> **PROBLEM STATEMENT**
Print the entire listing. Each line must match the original exactly.

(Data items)
::::
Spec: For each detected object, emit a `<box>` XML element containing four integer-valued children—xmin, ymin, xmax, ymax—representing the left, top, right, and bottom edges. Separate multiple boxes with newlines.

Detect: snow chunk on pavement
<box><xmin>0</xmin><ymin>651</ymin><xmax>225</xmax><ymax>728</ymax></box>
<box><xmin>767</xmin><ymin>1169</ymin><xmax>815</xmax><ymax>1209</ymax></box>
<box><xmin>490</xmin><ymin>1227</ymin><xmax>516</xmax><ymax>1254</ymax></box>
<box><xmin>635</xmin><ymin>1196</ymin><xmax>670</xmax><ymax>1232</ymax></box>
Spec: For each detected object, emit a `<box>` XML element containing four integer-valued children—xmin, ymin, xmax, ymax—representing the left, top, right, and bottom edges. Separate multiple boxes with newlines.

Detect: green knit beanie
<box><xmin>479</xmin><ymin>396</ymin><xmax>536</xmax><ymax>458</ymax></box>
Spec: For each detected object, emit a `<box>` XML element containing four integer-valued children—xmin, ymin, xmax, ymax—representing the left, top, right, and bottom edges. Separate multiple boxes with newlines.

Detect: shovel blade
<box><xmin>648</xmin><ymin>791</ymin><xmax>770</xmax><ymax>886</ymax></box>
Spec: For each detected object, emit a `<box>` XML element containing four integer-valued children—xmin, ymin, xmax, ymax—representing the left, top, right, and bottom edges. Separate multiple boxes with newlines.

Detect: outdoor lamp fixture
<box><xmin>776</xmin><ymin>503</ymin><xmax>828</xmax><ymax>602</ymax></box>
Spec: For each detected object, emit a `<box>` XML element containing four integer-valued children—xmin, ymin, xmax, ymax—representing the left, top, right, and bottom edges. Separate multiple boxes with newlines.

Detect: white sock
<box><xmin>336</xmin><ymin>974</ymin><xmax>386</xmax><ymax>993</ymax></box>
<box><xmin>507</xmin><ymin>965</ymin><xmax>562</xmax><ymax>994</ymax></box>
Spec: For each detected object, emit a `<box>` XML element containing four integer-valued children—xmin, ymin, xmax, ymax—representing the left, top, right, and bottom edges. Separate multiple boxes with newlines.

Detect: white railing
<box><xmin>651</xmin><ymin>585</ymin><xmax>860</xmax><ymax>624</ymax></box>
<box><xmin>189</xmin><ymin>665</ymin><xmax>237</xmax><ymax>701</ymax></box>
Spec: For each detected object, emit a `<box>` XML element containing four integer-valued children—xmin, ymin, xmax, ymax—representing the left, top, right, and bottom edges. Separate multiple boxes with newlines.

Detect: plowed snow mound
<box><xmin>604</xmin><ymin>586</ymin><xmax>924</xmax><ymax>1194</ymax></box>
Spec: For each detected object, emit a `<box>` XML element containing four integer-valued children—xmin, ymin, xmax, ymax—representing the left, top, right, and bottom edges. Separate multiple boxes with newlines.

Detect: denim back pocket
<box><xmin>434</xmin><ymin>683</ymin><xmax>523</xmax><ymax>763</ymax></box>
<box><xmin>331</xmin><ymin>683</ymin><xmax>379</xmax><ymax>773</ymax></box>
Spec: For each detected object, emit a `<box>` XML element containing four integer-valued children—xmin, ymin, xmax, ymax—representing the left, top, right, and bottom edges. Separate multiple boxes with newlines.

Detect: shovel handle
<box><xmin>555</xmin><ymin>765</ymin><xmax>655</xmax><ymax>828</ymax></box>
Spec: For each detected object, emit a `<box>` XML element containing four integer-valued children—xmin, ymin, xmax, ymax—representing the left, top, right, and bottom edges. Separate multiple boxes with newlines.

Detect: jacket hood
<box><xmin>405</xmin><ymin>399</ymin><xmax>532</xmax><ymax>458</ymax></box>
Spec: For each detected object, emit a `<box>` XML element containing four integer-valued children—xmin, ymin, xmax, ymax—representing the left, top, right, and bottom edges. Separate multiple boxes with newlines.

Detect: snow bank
::::
> **TASK OUTPUT**
Spec: For each detected object, emit a `<box>` XML element containing four integer-valued children—xmin, ymin, xmax, ymax—representing the left, top, right, and bottom edges. Separate multiple boxes with newlines.

Detect: snow chunk on pavement
<box><xmin>0</xmin><ymin>651</ymin><xmax>225</xmax><ymax>728</ymax></box>
<box><xmin>767</xmin><ymin>1169</ymin><xmax>815</xmax><ymax>1209</ymax></box>
<box><xmin>490</xmin><ymin>1227</ymin><xmax>516</xmax><ymax>1254</ymax></box>
<box><xmin>635</xmin><ymin>1196</ymin><xmax>670</xmax><ymax>1232</ymax></box>
Spec: For each detected object, emit a `<box>` XML element containing four integer-valued children—xmin, ymin, xmax, ymax—representing the left, top, right, and bottom edges. Separate multiple boxes with newlines.

Detect: green knit beanie
<box><xmin>479</xmin><ymin>396</ymin><xmax>536</xmax><ymax>458</ymax></box>
Spec: For each detected object, emit a `<box>` XML element containing four integer-valued children—xmin, ymin, xmax, ymax—representing the left, top, right, and bottom edges. Separate multiple boxes with newlines.

Detect: shovel blade
<box><xmin>648</xmin><ymin>791</ymin><xmax>770</xmax><ymax>886</ymax></box>
Spec: For each detected object, emit a `<box>` XML element containing four integer-valued children—xmin, ymin, xmax, ymax—representing the left, top, right, and bottom edges. Separate multiple boxes with newlines.

Detect: outdoor lamp fixture
<box><xmin>776</xmin><ymin>503</ymin><xmax>828</xmax><ymax>602</ymax></box>
Spec: For each detected object, emit a `<box>` XML element containing four integer-valued children—xmin, ymin, xmax, ymax—representing the left, top, right, and bottom edges. Separate multiple boxes with newlines.

Detect: white sock
<box><xmin>336</xmin><ymin>974</ymin><xmax>386</xmax><ymax>993</ymax></box>
<box><xmin>507</xmin><ymin>965</ymin><xmax>562</xmax><ymax>994</ymax></box>
Spec: For each detected object, emit a `<box>` XML element containing four integer-valued children—xmin, ymin, xmax, ymax—representing the left, top, right, and bottom edges. Separate multiple boxes with newlines.

Detect: white railing
<box><xmin>651</xmin><ymin>585</ymin><xmax>860</xmax><ymax>624</ymax></box>
<box><xmin>189</xmin><ymin>665</ymin><xmax>237</xmax><ymax>701</ymax></box>
Spec: For each detected object, emit a `<box>` XML element containing four integer-valued children—xmin, ymin, xmax, ymax—representing the left, top, right, and bottom edges. Separate multiple boxes with newlines.

Detect: plowed snow mound
<box><xmin>604</xmin><ymin>586</ymin><xmax>924</xmax><ymax>1194</ymax></box>
Spec: For each detected object, emit a `<box>` XML element containing four integer-valued children—xmin, ymin, xmax, ymax—representing the left, top, right, and bottom edges. Separate multiple boxes with newlines.

Detect: denim back pocket
<box><xmin>434</xmin><ymin>683</ymin><xmax>523</xmax><ymax>763</ymax></box>
<box><xmin>331</xmin><ymin>683</ymin><xmax>379</xmax><ymax>773</ymax></box>
Spec: For each detected object, emit a `<box>` XML element containing four integer-valued children—xmin, ymin, xmax, ymax—representing the left, top, right, and bottom edges. Separate multiple boxes with newlines.

Detect: shovel handle
<box><xmin>555</xmin><ymin>765</ymin><xmax>655</xmax><ymax>828</ymax></box>
Spec: For each detected object, emit a `<box>` XML element containing four integer-valued children—xmin, ymin, xmax, ymax—representing the left, top, right, and bottom edges. Separate multiple boxes with newlines.

Detect: jacket hood
<box><xmin>405</xmin><ymin>399</ymin><xmax>532</xmax><ymax>458</ymax></box>
Spec: For each detected object, emit a `<box>` XML element containing four integer-valued children—xmin, ymin, xmax, ymax—representing the left, top, right, and bottom edges. Separate multiple boxes with newlines.

Detect: snow bank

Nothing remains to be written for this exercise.